* **本题任务**:
请将以下所有行中的“single point”替换为“single dot”，其余内容一律保持不变，并重新写出全部各行。

* **输入数据**:
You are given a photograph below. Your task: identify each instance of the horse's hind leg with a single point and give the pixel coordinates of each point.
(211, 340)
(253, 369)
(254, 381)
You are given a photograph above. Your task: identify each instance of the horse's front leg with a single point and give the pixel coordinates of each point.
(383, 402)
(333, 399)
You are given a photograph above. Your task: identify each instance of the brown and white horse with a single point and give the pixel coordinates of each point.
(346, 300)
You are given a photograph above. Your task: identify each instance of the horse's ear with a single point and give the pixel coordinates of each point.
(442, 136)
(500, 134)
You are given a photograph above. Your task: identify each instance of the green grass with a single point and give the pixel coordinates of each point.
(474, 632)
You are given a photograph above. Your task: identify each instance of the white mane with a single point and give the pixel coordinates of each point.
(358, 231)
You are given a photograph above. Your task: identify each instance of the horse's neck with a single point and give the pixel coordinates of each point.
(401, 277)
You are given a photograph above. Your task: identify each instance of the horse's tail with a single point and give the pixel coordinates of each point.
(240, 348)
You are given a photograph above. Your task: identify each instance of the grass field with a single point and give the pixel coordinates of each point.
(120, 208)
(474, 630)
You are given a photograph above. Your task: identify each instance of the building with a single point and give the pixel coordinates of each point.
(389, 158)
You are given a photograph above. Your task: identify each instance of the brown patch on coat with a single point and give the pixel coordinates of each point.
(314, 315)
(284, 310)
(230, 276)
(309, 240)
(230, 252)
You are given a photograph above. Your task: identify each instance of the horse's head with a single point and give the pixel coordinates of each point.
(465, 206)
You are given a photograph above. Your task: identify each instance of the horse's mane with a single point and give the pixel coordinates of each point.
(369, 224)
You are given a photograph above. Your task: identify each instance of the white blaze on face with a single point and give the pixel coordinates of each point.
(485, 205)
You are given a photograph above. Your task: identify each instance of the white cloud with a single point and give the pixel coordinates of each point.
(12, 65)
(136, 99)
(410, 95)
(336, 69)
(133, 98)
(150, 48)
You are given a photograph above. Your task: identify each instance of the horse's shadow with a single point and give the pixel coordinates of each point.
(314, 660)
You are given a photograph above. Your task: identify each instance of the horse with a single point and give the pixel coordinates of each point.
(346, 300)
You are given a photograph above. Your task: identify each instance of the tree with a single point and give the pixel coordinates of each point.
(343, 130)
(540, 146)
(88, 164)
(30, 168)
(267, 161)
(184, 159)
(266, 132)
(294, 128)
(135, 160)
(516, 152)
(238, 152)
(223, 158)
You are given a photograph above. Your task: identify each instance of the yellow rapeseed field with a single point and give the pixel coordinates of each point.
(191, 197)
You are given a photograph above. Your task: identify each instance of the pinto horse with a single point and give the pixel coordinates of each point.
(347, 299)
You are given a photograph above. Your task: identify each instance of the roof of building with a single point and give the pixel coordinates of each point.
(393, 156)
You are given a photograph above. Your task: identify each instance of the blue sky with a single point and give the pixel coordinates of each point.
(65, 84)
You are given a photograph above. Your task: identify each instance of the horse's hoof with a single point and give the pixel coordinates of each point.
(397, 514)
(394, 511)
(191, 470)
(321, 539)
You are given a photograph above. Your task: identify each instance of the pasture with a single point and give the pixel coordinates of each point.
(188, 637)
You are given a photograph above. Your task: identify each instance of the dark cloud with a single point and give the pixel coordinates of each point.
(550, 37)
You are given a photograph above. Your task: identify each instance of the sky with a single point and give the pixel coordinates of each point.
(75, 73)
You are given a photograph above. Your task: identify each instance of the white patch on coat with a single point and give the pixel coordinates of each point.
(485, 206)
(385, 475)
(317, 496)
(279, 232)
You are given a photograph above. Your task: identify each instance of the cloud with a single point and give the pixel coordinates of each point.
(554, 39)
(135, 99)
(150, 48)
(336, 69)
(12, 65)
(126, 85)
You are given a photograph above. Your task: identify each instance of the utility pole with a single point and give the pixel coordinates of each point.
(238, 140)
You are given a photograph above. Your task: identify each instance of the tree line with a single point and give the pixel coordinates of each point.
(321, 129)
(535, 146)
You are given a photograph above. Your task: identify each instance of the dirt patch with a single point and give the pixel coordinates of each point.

* **参考答案**:
You are given a photograph below. Your task: identify each instance of the horse's hind leg with a single dot and give the pixel coordinates of each point.
(211, 340)
(253, 369)
(254, 381)
You are given a photograph above. Your task: identify each instance of the horse's front leg with a single dot and give the pixel coordinates of each point.
(383, 402)
(333, 399)
You are given a photograph above. Your task: identify each instance of the brown and white horse with a single dot and give the pixel coordinates of each point.
(346, 300)
You are given a photograph above. Your task: identify each instance of the horse's ear with a single dot and give the pixel coordinates of each point.
(442, 136)
(500, 134)
You are given a photograph above. Your task: identify each instance of the green grass with a single dot and give the pixel coordinates of each point.
(474, 632)
You are given a photograph above. Your task: identify each instance of the white mane with a single dot and give the pixel coordinates of each point.
(358, 231)
You are given a photograph above. Your task: identify each instance of the horse's neck with a single dot and give the pixel coordinates of each point.
(401, 277)
You are given a photograph above. Your task: identify each instance of the horse's tail with a single dot and give the pixel coordinates of each point.
(240, 348)
You are given a photograph above. Your task: identify each instance of the grass field with a single dot and give the pixel coordinates of each point.
(120, 208)
(474, 630)
You are given a photograph above. Your task: identify each instance of the building with a single dot and give the pixel coordinates of each point.
(389, 158)
You are given a photograph above. Your task: identify each instance of the brown patch on coat with a single dot and give the pixel coordinates of each point.
(314, 315)
(284, 310)
(230, 276)
(309, 240)
(230, 252)
You are given a photograph above. Your task: identify each instance of the horse's head with a single dot and give the pixel coordinates of each point.
(465, 206)
You are given a photograph above. Your task: identify each instance of the horse's mane with a single dot and give the pixel coordinates of each point.
(369, 224)
You are given a photograph above. Your task: identify each instance of the white blaze on face with a single dot and give the pixel coordinates of each point.
(485, 205)
You are given a photograph above. Your task: identify each instance of the white cloud with a single dot and give the pixel coordinates of each point.
(12, 65)
(136, 99)
(410, 95)
(336, 69)
(133, 98)
(150, 48)
You are given a photograph above. Your task: identify each instance of the horse's shadow with a single dot and give the pixel coordinates of each point.
(314, 660)
You are given a photograph above. Your task: identify each instance of the horse with a single dot and give the pixel coordinates of each point.
(346, 300)
You are given a photograph above. Your task: identify each instance of the tree with a single dot and give the pixel coordinates of each point.
(343, 130)
(540, 146)
(88, 164)
(30, 168)
(267, 161)
(184, 159)
(266, 132)
(294, 128)
(135, 160)
(516, 152)
(238, 152)
(223, 158)
You are given a photograph above. Your task: identify each instance of the yellow rapeseed field with a single dot and give the pixel coordinates of each point.
(191, 197)
You are given a photograph above. Your task: identify each instance of the pinto horse with a single dot and give the pixel coordinates of each point.
(347, 299)
You are given a photograph above. Your task: identify each instance of the roof of building with a single dot and give the pixel coordinates of each point.
(393, 156)
You are given a photograph above. Your task: identify each instance of the blue sky with a single dot and give the pixel coordinates of each point.
(65, 84)
You are given a photograph above. Your task: identify each instance of the horse's hoof with a single dot and give the pixel coordinates of each point.
(397, 514)
(394, 511)
(191, 470)
(321, 539)
You are given a photograph above. Your task: identify each instance of the pasture with a single dot and give the pixel coordinates of each point.
(188, 637)
You are given a photograph above. Your task: identify each instance of the dark cloud with a single dot and give the pixel coordinates of each point.
(550, 37)
You are given a photograph above. Your task: identify each instance of the sky with a single dot and give the pixel coordinates of each point.
(75, 73)
You are given a photograph above. Your task: identify each instance of the white patch on coat with a single dot and give the pixel coordinates of each point.
(485, 206)
(385, 475)
(317, 496)
(279, 232)
You are given a photograph above. Your task: identify each instance of the cloud with a single dot and give the pixel coordinates of each point.
(554, 39)
(135, 99)
(150, 48)
(336, 69)
(12, 65)
(126, 85)
You are given a photograph above. Your task: identify each instance of the utility pole with a single dot and give the pixel coordinates of each point.
(238, 140)
You are given a photograph above. Your task: identify each instance of the tree line with a single dot and give the pixel coordinates of each point.
(321, 129)
(535, 146)
You are given a photograph above. Your task: identify each instance of the dirt patch with a single dot and give the pixel coordinates of each point.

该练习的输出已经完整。